_Exercise description_
Starting at the line with "Reviewer note: confirm that each instance of the dark chair" in it, reproduce each line below through the last one, exactly, and include nothing else.

===== Exercise inputs

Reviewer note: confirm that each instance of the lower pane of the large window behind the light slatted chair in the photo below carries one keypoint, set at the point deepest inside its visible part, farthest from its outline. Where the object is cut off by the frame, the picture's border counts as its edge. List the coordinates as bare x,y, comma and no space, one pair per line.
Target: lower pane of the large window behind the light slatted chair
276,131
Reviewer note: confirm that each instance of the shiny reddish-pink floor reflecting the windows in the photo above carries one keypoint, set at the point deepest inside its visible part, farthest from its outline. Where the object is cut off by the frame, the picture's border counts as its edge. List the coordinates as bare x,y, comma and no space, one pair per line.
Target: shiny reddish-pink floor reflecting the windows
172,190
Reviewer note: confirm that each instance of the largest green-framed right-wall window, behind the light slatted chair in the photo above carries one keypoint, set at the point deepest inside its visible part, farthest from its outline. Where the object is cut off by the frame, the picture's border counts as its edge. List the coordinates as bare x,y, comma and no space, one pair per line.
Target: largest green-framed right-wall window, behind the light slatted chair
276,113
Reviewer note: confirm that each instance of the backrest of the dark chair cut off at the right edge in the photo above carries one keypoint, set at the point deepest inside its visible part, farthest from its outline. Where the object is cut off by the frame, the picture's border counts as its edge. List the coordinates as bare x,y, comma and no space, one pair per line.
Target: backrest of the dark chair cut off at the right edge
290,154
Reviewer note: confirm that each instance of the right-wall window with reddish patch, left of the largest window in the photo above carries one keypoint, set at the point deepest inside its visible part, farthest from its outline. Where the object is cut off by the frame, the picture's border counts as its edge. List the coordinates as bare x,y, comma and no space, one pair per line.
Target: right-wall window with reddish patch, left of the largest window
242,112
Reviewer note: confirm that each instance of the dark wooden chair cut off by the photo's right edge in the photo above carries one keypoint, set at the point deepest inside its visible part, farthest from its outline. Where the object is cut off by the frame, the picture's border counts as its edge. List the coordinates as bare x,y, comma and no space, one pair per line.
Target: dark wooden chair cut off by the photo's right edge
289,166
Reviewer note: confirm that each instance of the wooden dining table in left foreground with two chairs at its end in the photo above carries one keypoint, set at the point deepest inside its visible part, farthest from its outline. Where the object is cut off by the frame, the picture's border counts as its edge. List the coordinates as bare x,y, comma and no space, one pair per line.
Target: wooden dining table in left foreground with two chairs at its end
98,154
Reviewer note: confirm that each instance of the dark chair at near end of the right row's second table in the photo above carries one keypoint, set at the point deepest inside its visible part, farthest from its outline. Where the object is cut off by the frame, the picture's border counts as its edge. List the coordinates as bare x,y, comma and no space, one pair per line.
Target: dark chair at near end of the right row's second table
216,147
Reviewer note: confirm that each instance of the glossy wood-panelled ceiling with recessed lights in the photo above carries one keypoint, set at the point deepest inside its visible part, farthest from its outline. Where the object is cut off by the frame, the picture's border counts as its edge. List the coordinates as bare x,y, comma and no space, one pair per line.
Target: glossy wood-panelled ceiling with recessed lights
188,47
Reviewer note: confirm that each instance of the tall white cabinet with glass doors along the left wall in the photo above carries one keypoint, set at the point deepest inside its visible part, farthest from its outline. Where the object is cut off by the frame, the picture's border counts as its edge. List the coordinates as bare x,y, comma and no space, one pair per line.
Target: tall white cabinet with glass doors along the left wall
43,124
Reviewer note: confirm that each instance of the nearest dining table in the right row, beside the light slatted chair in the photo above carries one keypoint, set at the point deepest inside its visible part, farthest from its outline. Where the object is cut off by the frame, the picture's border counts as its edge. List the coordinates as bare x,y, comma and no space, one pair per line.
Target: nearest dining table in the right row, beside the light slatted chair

==========

_Result for this exercise_
Reviewer note: confirm that each instance of the dark chair at near end of the right row's second table in the photo above carries one keypoint, set at the point deepest inside its visible part, farthest from its outline. Where the object is cut off by the frame, the picture's border counts as its edge. List the coordinates as bare x,y, comma and no space, one pair per line.
Target: dark chair at near end of the right row's second table
216,147
Reviewer note: confirm that each instance of the glossy wood-panelled ceiling with recessed lights in the photo above carries one keypoint, set at the point deepest inside its visible part, farthest from its outline. Where the object is cut off by the frame, the picture's border counts as its edge. List the coordinates as bare x,y, comma and no space, one pair per line.
Target: glossy wood-panelled ceiling with recessed lights
188,47
Reviewer note: confirm that each instance of the tall white cabinet with glass doors along the left wall in the photo above carries one keypoint, set at the point deepest inside its visible part, farthest from its outline. Where the object is cut off by the frame, the picture's border counts as its edge. List the coordinates as bare x,y, comma and no space, one pair per line.
Target: tall white cabinet with glass doors along the left wall
43,124
Reviewer note: confirm that each instance of the nearest dining table in the right row, beside the light slatted chair in the photo above carries one keypoint, set at the point deepest inside its visible part, farthest from its outline. Where the object is cut off by the frame, the picture's border counts as its edge. List the coordinates as bare x,y, comma and no space, one pair per line.
Target: nearest dining table in the right row, beside the light slatted chair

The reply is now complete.